----- Excerpted text -----

The monument, which was initially dedicated to municipal employees of New York City who had died in World War I, was commissioned by Nellie Robinson (1862–1944). She was the wife of wealthy businessman Charles A. Robinson and was a leader of the Woman's Relief Corps. During her lifetime, she was well known for her efforts to provide flags of the United States to various buildings, ships, and cities, and because of this she was known as the "National Flag Lady of the VFW" (Veterans of Foreign Wars). Georg J. Lober, an artist who designed the nearby statue of Hans Christian Andersen in the park, served as the project's sculptor, while Otto F. Langmann served as the project's architect. The groundbreaking for the monument was performed in July 1926 by Charles Pelot Summerall, a major general who had served in the war. It was dedicated on November 11, 1926 (Armistice Day).

=== Later history ===
For several years, the monument served as a common gathering spot for VFW members in New York City for Armistice Day celebrations, with some celebrations featuring up to 1,000 participants. However, by the 1970s, the surrounding area of the Central Park Mall had become a well-known area for the illegal drug trade, with one drug dealer using the monument's eagle statuettes as a hiding place for his drugs. In 1976, this individual found that the statuettes had become loosened from their base and stole two of them, while the other two also became missing. This occurred during a wave of similar monument thefts citywide, with former New York City Department of Parks and Recreation commissioner Adrian Benepe telling The New York Times in 2008 that several statues were stolen with the intent to be sold as scrap metal. In the 1990s, the drug dealer sold the two statuettes to a local jeweler, and around 2000, the city replaced all of the statuettes on the monument with replicas. In May 2008, following a confession from the drug dealer during a federal prosecution, authorities were able to recover the stolen statuettes. The statuettes were subsequently handed over the city's parks and recreation department.

----- Provided data -----

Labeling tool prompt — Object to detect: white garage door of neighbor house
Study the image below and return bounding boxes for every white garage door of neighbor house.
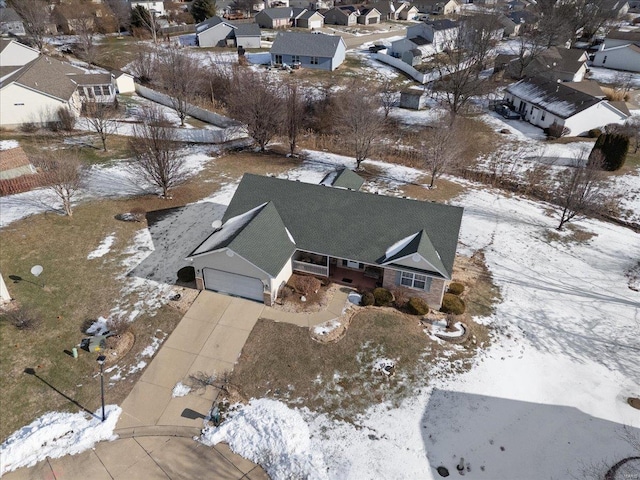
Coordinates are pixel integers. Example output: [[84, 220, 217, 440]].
[[203, 268, 263, 302]]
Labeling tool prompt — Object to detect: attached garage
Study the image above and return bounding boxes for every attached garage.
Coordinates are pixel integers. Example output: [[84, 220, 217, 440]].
[[202, 268, 264, 302]]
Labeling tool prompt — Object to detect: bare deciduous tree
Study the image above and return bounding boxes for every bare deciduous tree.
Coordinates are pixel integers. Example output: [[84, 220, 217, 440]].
[[84, 101, 118, 152], [129, 107, 186, 198], [554, 150, 603, 230], [435, 19, 496, 119], [423, 116, 462, 188], [8, 0, 50, 51], [105, 0, 131, 34], [227, 71, 284, 151], [334, 81, 384, 169], [32, 148, 86, 217], [158, 47, 200, 127], [284, 82, 304, 155]]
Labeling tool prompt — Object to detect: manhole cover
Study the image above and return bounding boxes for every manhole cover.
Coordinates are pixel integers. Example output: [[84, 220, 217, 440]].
[[436, 467, 449, 477]]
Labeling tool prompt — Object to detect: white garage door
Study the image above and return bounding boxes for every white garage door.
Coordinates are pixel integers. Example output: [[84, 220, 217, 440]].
[[203, 268, 263, 302]]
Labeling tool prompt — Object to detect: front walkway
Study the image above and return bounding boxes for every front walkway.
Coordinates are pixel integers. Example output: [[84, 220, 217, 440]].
[[3, 287, 351, 480]]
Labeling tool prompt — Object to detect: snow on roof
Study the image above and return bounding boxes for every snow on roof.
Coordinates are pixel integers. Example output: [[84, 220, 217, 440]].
[[507, 77, 602, 118], [384, 232, 420, 262], [190, 203, 266, 256]]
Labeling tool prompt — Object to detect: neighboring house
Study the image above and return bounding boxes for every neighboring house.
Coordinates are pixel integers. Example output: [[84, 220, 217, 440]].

-----

● **The task**
Set down the full passage about the monument's history again, reproducing it character for character. The rows are independent material with no connection to the passage about the monument.

● **Answer**
The monument, which was initially dedicated to municipal employees of New York City who had died in World War I, was commissioned by Nellie Robinson (1862–1944). She was the wife of wealthy businessman Charles A. Robinson and was a leader of the Woman's Relief Corps. During her lifetime, she was well known for her efforts to provide flags of the United States to various buildings, ships, and cities, and because of this she was known as the "National Flag Lady of the VFW" (Veterans of Foreign Wars). Georg J. Lober, an artist who designed the nearby statue of Hans Christian Andersen in the park, served as the project's sculptor, while Otto F. Langmann served as the project's architect. The groundbreaking for the monument was performed in July 1926 by Charles Pelot Summerall, a major general who had served in the war. It was dedicated on November 11, 1926 (Armistice Day).

=== Later history ===
For several years, the monument served as a common gathering spot for VFW members in New York City for Armistice Day celebrations, with some celebrations featuring up to 1,000 participants. However, by the 1970s, the surrounding area of the Central Park Mall had become a well-known area for the illegal drug trade, with one drug dealer using the monument's eagle statuettes as a hiding place for his drugs. In 1976, this individual found that the statuettes had become loosened from their base and stole two of them, while the other two also became missing. This occurred during a wave of similar monument thefts citywide, with former New York City Department of Parks and Recreation commissioner Adrian Benepe telling The New York Times in 2008 that several statues were stolen with the intent to be sold as scrap metal. In the 1990s, the drug dealer sold the two statuettes to a local jeweler, and around 2000, the city replaced all of the statuettes on the monument with replicas. In May 2008, following a confession from the drug dealer during a federal prosecution, authorities were able to recover the stolen statuettes. The statuettes were subsequently handed over the city's parks and recreation department.